- _Page_:
======

Okay, great. I’ve shared the fact that I’ve been in a funk. And yesterday I took the time to share how I’ve attempted to cope with it after waiting for it to go away didn’t work. But have I learned anything? Made any progress? That’s today’s entry.
Whether it’s a function of the sorts of problems I was having or the types of content I was reading, I started picking up overlapping messages across multiple authors covering Stoicism, Existentialism, neuro-linguistic programming, meditation, and other disciplines. I’m now not entirely certain where I saw these various solutions, but it’s been good to see the consistency. It means–in my mind, anyway–that I’m on the right track for identifying personal solutions to emotional volatility and anxiety. Here are some of the highlights:
- Again and again, the message has been hammered home: You can’t control what other people do, but you do have control over how you react.
- A more difficult but also important lesson to swallow has been that everyone is doing the best they can in any given situation. More concretely, everyone acts (or reacts) based on their own experiences and points of view. They aren’t (necessarily) saying or doing things to purposely upset you. They are, as my buddy Kate the counselor put it to me once, “reasonable from their point of view.” Again, regardless of how the other person(s) act, the ball is in your court when it comes to responding calmly, rationally, lovingly, or humorously–whatever floats your boat.
- A key tool in emotional control is mindfulness, meaning being able to sense when you’re getting upset and then to slow down or stop it. Once you’ve put the breaks on your emotional response, try to look at the situation more objectively rather than let your emotional reaction cause you to take a bad step.
- Related to #3, your emotional perception of reality does not necessarily correspond to actual reality. Indeed, the greater your level of upset, the less likely that your perceptions of a situation are correct.
- If you’re emotionally (over)reacting to a given situation, the odds are good that you’re not merely reacting to the present situation but some other, related situation from your past that upset you. The stories you told yourself about that past event after the fact greatly affect how you react to related situations when you’re older. It’s time to tell yourself new stories about those past events.

======

- _Exercise requirements_: In the entry, how did Kate the counselor describe other people? Answer from the entry alone.

======

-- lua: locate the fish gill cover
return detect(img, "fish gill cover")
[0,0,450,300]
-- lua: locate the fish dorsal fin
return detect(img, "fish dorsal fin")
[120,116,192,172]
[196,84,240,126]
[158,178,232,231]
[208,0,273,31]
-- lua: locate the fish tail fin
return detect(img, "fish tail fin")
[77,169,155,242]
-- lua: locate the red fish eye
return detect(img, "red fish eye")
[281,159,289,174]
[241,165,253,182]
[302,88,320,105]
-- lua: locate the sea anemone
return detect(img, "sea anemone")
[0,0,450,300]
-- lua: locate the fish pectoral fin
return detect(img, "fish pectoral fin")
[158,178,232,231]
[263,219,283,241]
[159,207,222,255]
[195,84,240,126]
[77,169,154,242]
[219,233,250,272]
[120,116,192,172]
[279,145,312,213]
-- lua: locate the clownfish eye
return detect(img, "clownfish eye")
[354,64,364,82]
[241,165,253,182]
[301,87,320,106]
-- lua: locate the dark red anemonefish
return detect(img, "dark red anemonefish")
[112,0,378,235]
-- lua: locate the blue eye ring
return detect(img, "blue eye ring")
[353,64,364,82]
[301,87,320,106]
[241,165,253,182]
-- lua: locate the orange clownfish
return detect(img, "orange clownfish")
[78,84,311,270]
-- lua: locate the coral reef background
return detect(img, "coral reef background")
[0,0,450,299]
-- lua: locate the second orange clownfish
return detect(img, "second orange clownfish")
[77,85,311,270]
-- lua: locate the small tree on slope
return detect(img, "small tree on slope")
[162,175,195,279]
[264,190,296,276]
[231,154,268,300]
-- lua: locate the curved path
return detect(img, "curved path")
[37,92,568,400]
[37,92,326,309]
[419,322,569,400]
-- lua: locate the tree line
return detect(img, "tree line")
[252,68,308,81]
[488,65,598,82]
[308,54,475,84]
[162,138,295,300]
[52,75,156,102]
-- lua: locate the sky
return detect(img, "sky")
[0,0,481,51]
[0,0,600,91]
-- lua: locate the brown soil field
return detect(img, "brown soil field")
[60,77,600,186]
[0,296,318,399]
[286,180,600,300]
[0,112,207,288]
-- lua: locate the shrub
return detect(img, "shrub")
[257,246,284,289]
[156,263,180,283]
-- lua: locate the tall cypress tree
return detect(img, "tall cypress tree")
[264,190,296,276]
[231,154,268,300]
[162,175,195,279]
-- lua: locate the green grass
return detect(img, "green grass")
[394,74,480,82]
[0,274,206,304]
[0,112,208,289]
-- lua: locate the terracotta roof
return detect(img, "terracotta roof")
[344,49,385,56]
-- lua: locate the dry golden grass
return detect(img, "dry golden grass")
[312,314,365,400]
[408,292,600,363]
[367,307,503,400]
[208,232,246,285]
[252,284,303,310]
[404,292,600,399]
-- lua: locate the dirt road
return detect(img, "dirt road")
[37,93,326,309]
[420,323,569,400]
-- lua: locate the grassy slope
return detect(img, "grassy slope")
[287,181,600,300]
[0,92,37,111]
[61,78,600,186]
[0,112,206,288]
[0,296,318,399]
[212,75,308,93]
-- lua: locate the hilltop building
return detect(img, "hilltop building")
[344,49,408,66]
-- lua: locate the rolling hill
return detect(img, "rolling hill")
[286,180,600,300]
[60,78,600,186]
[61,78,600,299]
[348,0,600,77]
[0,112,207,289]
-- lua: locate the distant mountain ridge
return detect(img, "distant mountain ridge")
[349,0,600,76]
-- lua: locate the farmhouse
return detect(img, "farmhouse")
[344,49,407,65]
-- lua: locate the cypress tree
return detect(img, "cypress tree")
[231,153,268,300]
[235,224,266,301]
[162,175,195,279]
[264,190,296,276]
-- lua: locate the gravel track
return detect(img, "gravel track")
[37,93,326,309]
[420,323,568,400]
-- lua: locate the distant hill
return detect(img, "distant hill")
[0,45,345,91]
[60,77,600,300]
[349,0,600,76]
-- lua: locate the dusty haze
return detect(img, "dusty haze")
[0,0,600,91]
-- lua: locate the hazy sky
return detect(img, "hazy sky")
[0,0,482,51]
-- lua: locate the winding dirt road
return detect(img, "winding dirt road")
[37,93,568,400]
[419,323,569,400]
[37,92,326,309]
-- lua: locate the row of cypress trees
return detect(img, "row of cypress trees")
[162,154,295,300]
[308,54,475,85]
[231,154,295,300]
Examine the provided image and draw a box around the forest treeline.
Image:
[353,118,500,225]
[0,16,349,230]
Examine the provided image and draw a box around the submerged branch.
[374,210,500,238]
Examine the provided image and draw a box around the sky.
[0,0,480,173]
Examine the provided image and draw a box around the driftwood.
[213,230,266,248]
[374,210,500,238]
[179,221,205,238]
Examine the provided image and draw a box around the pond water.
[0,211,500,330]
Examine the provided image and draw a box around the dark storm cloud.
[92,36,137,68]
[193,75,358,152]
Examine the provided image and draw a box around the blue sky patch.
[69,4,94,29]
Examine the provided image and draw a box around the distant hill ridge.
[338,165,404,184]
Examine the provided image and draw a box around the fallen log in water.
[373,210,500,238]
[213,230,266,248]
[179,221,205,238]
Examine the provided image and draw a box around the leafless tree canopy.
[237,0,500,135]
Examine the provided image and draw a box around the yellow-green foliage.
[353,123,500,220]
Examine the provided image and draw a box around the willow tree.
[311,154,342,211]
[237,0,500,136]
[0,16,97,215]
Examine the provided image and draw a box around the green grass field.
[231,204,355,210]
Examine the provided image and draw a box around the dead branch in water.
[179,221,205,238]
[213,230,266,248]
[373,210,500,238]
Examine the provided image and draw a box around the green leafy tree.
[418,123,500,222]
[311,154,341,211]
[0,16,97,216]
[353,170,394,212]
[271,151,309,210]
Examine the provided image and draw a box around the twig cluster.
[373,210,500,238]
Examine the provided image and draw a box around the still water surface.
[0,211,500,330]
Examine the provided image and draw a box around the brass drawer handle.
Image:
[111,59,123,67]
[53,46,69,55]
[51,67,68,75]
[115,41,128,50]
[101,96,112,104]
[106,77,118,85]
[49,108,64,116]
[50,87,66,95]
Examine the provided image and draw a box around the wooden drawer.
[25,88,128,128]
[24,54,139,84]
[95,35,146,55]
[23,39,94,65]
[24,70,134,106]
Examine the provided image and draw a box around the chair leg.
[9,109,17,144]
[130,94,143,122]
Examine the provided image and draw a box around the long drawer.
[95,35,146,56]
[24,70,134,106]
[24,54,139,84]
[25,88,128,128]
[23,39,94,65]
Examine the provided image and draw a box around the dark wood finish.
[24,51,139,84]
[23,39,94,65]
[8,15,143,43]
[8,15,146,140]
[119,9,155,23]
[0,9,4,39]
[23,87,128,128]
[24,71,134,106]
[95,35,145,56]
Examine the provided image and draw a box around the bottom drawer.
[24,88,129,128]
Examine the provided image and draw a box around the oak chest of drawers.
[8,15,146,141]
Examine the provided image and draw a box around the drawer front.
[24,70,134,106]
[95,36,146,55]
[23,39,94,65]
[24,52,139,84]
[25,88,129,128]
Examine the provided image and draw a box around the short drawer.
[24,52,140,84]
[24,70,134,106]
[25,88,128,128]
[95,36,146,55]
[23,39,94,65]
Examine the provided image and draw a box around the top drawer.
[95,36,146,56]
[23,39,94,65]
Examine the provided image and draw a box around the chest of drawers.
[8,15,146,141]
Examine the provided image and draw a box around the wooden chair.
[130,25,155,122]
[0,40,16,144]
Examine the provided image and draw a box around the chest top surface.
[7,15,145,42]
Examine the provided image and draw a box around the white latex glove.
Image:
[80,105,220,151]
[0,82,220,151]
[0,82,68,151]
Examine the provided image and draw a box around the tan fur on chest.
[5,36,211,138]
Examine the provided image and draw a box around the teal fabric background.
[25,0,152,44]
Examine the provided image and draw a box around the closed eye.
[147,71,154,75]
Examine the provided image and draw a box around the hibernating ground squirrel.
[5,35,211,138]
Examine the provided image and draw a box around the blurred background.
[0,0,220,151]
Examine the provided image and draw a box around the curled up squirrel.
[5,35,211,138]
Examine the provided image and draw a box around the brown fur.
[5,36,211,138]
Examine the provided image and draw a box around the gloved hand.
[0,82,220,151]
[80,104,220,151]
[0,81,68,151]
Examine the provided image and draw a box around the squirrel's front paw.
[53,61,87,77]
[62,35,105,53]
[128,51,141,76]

======

- _Written answer_: Kate said people are "reasonable from their point of view."